## Task item:
Print, word for word, the part of the Boston eviction moratorium article that opens with the words containing "The moratorium has" and closes with "in the nation.".

## Document excerpt:
* * * * * * * * *

Boston's New Eviction Moratorium Throws Confusion Into Apartment Market's Busiest Week
A new eviction moratorium in Boston has thrown the multifamily market into disorder during the busy Sept. 1 move-in cycle.
Boston acting Mayor Kim Janey temporarily halted evictions with a new moratorium announced Tuesday evening, one week after the federal eviction moratorium expired, giving Boston renters an indefinite window of protection.
“While I've invested $50M in rental relief, that is the proactive stance,” Janey said Wednesday at a press conference in Allston. “We certainly hope we can help landlords and tenants resolve any issues before it gets to the point of an eviction. But with the courts not upholding the federal moratorium on evictions, it was really important to act on the local level.”
The moratorium has presented new challenges for landlords who don’t have any avenue for financial aid and some who are waiting to flip tenants into new spaces during the city’s busiest move-in period. Just 2% of multifamily inventory is vacant as of Thursday, a recovery from last September’s sky-high 10% figure, according to real estate data firm Boston Pads. Average rents have also stabilized from a pandemic dip and now sit among the highest in the nation.
“It’s affected everybody,” Boston Pads CEO Demetrios Salpoglou said Thursday. “Not just renters, but it’s affected future renters, it’s affected landlords in a very visceral and very real way.”
The city has distributed less than $20M of a designated $50M relief fund to 3,500 households, despite it being months since the program received federal funds, but nonetheless that is a pace ahead of state and national averages. Boston also plans to distribute $5M in an Emergency Foreclosure Prevention Fund to aid with mortgage, insurance and condo fee payments for delinquent property owners.

* * * * * * * * *

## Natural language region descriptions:
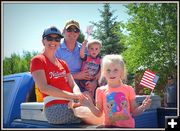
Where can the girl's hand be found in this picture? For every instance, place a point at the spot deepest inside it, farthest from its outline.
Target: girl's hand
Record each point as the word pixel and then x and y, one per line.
pixel 86 100
pixel 84 43
pixel 146 103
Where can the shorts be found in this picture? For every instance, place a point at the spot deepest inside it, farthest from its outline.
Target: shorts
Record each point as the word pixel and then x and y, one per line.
pixel 60 114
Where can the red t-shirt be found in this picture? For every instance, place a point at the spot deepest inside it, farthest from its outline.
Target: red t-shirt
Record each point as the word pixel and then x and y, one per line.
pixel 56 75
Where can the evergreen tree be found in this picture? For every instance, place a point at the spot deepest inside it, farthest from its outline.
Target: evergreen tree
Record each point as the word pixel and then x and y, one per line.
pixel 108 31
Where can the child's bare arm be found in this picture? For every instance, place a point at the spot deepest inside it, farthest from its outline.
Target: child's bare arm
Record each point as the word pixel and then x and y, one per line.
pixel 82 50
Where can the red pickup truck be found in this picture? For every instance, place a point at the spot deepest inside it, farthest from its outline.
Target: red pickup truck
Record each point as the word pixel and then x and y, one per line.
pixel 20 109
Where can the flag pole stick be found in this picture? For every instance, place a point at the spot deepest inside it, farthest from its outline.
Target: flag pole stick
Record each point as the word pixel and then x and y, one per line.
pixel 151 93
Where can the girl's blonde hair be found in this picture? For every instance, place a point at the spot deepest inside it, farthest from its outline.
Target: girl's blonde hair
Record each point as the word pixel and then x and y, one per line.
pixel 94 41
pixel 114 59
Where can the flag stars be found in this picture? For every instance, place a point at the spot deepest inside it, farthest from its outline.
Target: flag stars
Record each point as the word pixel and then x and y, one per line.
pixel 172 123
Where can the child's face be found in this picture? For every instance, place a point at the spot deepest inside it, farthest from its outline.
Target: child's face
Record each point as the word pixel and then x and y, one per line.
pixel 94 50
pixel 113 72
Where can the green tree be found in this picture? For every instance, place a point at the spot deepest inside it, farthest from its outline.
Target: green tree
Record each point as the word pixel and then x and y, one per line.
pixel 152 40
pixel 108 31
pixel 17 63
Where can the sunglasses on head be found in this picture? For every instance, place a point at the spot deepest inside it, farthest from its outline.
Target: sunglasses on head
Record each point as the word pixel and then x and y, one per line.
pixel 49 38
pixel 76 30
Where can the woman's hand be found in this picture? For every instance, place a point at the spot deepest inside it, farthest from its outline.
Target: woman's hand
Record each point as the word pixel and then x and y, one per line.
pixel 146 103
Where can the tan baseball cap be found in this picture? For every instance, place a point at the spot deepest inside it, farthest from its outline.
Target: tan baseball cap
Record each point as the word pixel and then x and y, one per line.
pixel 70 23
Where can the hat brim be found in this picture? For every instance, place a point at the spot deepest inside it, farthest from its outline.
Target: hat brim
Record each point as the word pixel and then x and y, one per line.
pixel 71 25
pixel 61 36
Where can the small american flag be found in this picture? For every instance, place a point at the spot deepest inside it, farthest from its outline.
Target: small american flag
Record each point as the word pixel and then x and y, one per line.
pixel 89 29
pixel 149 79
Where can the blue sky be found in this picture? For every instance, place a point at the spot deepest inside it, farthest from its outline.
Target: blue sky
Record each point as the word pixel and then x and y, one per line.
pixel 24 23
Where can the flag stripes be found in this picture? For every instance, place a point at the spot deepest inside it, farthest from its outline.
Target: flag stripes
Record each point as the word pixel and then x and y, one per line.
pixel 149 79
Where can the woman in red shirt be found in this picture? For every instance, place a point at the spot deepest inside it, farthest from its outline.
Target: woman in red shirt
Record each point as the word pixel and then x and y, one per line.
pixel 54 80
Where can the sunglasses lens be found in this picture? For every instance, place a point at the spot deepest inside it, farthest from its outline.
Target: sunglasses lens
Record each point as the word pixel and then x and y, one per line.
pixel 57 39
pixel 73 30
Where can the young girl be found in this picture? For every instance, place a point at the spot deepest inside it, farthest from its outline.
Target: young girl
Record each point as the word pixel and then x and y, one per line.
pixel 115 100
pixel 91 62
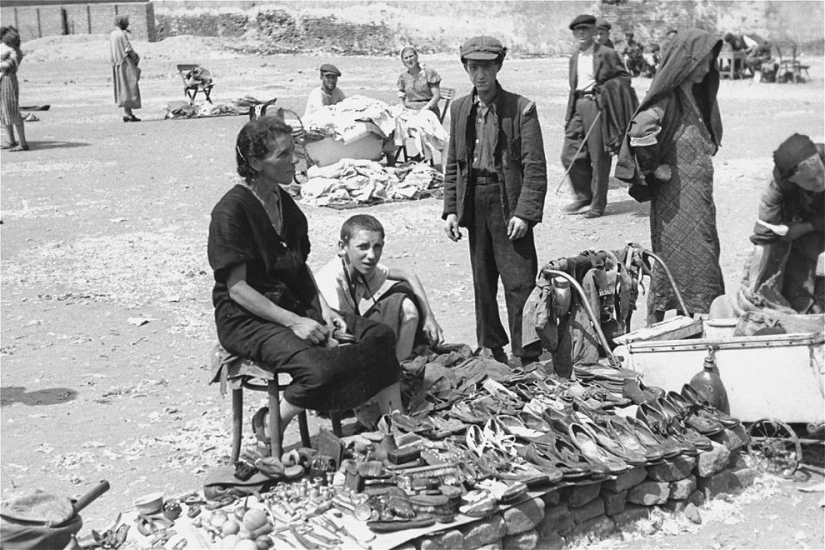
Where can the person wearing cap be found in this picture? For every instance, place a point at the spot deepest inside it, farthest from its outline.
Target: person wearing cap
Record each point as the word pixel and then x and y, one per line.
pixel 789 233
pixel 495 182
pixel 328 93
pixel 590 68
pixel 603 32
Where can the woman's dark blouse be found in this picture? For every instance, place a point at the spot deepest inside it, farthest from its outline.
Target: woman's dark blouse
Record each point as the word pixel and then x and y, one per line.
pixel 241 233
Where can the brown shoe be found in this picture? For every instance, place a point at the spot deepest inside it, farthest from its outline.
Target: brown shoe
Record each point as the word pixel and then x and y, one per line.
pixel 576 207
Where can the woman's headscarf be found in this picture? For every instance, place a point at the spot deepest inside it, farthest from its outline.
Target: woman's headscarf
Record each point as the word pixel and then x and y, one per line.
pixel 122 21
pixel 684 54
pixel 405 48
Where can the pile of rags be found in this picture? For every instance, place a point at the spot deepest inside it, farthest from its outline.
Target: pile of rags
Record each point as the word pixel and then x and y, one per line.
pixel 346 120
pixel 352 182
pixel 422 127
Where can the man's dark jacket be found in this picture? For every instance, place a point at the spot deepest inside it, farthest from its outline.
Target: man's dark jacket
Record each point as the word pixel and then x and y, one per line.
pixel 606 64
pixel 519 159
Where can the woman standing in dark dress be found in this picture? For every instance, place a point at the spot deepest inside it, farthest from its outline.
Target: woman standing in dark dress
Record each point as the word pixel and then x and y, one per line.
pixel 673 137
pixel 267 306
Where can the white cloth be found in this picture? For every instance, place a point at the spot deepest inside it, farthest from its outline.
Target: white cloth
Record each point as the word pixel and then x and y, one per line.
pixel 320 98
pixel 423 127
pixel 585 71
pixel 750 42
pixel 348 116
pixel 332 283
pixel 354 181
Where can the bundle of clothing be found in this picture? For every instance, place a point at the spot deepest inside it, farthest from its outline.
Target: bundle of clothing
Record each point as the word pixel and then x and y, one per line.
pixel 352 182
pixel 555 315
pixel 184 109
pixel 422 127
pixel 346 120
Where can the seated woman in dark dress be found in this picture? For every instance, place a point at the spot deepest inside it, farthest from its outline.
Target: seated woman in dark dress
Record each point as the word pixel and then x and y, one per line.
pixel 267 305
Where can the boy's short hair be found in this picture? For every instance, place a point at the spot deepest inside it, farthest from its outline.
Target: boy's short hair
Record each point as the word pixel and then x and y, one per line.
pixel 363 222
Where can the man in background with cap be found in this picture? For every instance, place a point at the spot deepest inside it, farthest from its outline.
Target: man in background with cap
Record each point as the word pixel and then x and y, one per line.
pixel 328 93
pixel 590 68
pixel 603 33
pixel 494 185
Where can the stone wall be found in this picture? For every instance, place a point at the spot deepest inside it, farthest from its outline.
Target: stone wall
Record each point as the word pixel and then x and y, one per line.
pixel 592 510
pixel 526 27
pixel 37 21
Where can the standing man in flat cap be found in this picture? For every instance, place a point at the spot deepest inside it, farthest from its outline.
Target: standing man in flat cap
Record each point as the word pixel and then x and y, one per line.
pixel 590 68
pixel 603 33
pixel 328 93
pixel 494 186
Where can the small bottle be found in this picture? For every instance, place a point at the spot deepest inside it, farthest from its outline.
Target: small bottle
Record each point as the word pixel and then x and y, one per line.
pixel 561 296
pixel 708 383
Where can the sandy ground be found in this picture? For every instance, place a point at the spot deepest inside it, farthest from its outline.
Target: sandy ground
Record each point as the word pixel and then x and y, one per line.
pixel 106 311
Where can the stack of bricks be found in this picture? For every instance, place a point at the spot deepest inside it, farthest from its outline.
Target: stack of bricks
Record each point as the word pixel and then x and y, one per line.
pixel 597 509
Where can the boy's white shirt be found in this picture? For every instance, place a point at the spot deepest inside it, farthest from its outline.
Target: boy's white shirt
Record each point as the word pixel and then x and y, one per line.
pixel 332 283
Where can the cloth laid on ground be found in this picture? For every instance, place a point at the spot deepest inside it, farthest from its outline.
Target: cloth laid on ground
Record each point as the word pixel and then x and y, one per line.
pixel 351 182
pixel 184 109
pixel 346 120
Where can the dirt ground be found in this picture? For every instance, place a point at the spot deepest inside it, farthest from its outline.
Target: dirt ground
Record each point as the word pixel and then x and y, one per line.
pixel 106 311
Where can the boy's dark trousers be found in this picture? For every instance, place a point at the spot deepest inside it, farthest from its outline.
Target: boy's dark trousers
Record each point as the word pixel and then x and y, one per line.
pixel 493 255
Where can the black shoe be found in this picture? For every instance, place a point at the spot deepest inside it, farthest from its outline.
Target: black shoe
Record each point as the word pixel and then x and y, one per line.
pixel 576 207
pixel 499 355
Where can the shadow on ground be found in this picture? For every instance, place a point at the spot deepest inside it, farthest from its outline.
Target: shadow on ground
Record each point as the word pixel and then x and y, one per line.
pixel 52 396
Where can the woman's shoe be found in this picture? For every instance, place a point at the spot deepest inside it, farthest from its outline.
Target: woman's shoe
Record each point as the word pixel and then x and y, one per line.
pixel 690 393
pixel 693 416
pixel 624 434
pixel 497 436
pixel 588 445
pixel 572 463
pixel 616 447
pixel 546 463
pixel 650 440
pixel 516 427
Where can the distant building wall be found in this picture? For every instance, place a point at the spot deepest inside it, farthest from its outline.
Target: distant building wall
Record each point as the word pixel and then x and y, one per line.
pixel 38 19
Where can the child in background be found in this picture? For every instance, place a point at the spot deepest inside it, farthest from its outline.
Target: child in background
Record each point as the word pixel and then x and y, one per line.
pixel 357 275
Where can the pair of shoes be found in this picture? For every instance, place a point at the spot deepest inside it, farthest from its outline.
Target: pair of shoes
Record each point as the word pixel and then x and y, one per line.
pixel 499 355
pixel 636 391
pixel 576 207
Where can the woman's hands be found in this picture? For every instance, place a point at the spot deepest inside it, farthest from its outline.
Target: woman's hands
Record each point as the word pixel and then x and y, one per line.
pixel 433 332
pixel 309 330
pixel 662 172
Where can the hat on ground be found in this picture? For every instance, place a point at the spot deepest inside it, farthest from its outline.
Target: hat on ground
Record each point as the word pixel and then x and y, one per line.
pixel 793 150
pixel 583 20
pixel 482 48
pixel 330 68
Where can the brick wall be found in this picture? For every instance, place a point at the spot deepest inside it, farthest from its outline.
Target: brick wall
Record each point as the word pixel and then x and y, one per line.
pixel 92 18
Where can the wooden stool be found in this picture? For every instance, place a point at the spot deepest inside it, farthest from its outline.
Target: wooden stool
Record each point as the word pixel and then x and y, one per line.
pixel 240 374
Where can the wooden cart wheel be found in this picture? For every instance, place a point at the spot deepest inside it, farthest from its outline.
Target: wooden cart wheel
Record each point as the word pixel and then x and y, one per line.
pixel 774 447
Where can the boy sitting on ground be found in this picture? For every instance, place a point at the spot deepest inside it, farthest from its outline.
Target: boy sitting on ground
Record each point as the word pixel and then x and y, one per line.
pixel 357 275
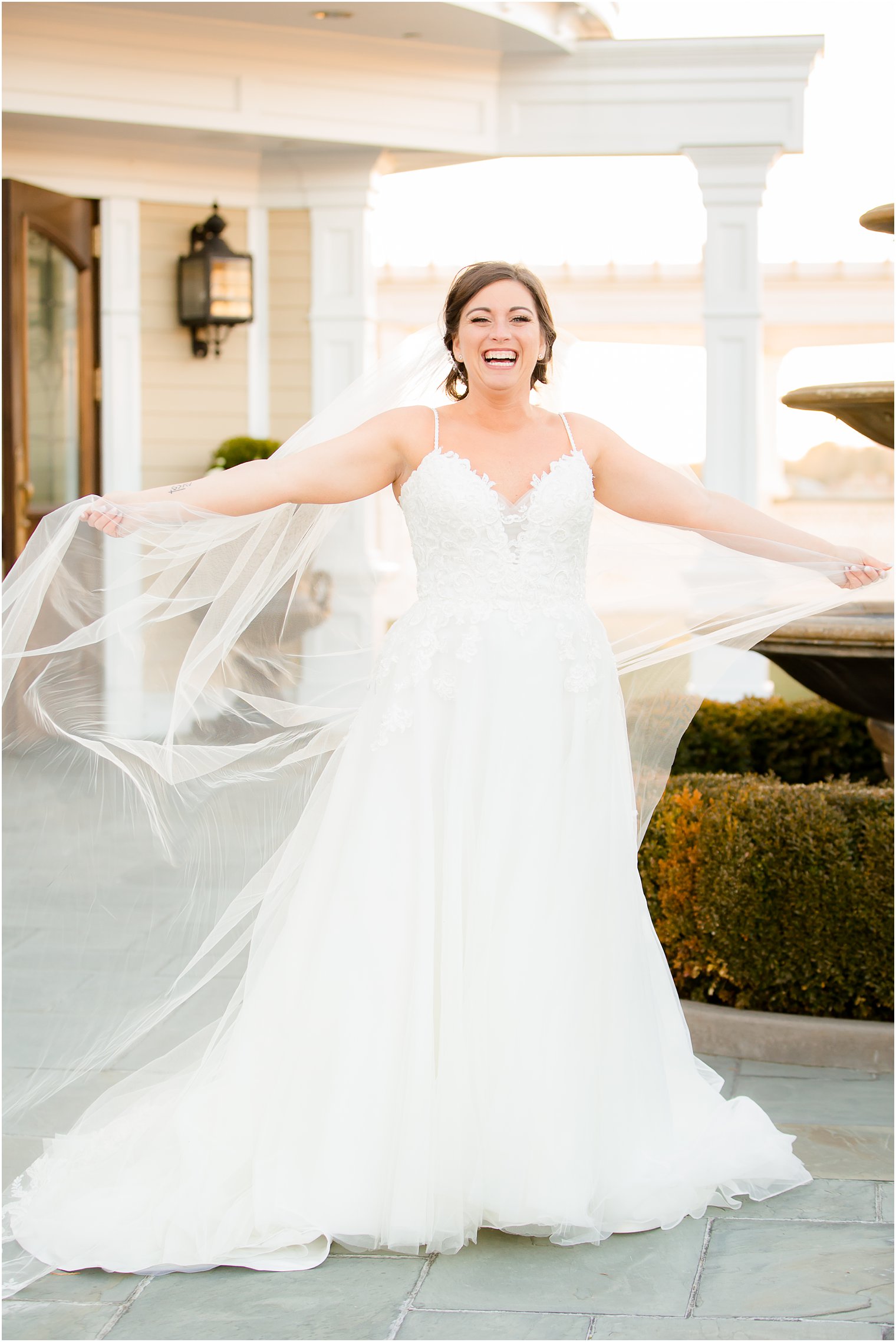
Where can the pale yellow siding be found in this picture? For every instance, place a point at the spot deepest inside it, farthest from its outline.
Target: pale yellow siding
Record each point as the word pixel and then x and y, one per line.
pixel 189 404
pixel 290 268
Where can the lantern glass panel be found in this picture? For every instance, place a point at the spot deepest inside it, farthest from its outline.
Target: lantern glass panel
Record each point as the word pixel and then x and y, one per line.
pixel 231 289
pixel 193 289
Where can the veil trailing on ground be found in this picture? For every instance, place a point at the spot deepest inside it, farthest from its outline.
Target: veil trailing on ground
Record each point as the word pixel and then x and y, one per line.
pixel 174 695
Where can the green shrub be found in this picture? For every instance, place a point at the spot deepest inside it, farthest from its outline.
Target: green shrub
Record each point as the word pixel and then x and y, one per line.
pixel 234 451
pixel 800 743
pixel 773 895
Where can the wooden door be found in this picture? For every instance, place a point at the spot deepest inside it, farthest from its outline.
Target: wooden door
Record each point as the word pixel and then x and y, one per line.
pixel 50 357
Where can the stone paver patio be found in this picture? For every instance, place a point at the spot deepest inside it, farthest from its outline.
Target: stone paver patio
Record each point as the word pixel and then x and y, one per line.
pixel 811 1263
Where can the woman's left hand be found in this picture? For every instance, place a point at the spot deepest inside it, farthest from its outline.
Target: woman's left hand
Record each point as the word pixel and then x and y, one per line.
pixel 860 568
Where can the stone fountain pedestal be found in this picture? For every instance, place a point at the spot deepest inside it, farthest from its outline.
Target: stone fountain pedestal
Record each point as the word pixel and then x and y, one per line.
pixel 846 655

* * * * * * * * *

## Expected answer:
The moratorium has presented new challenges for landlords who don’t have any avenue for financial aid and some who are waiting to flip tenants into new spaces during the city’s busiest move-in period. Just 2% of multifamily inventory is vacant as of Thursday, a recovery from last September’s sky-high 10% figure, according to real estate data firm Boston Pads. Average rents have also stabilized from a pandemic dip and now sit among the highest in the nation.